What is required: Can you reproduce all the data below, substituting "yoga ring" for "pilates ring" and changing nothing else? Leave the pictures out.

Records for processing:

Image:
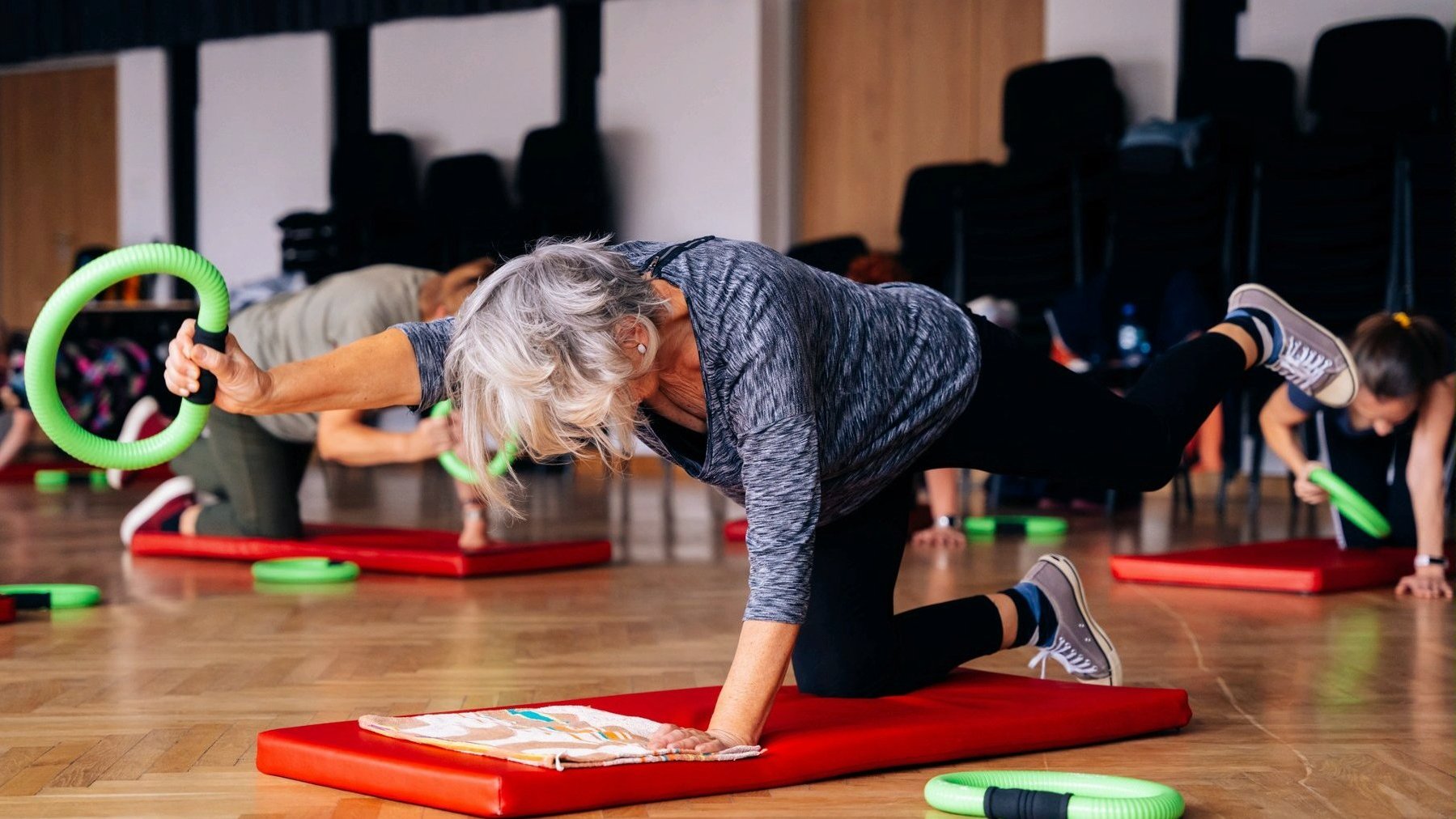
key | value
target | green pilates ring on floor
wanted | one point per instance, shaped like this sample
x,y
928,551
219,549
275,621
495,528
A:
x,y
304,571
58,313
457,469
1034,525
1350,503
1042,795
63,596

Task output:
Image:
key | value
target | green yoga ring on floor
wanted | one point per instance, shaped like this sample
x,y
928,551
219,549
275,621
495,528
A:
x,y
304,571
58,313
457,469
1034,525
1350,503
1042,795
63,596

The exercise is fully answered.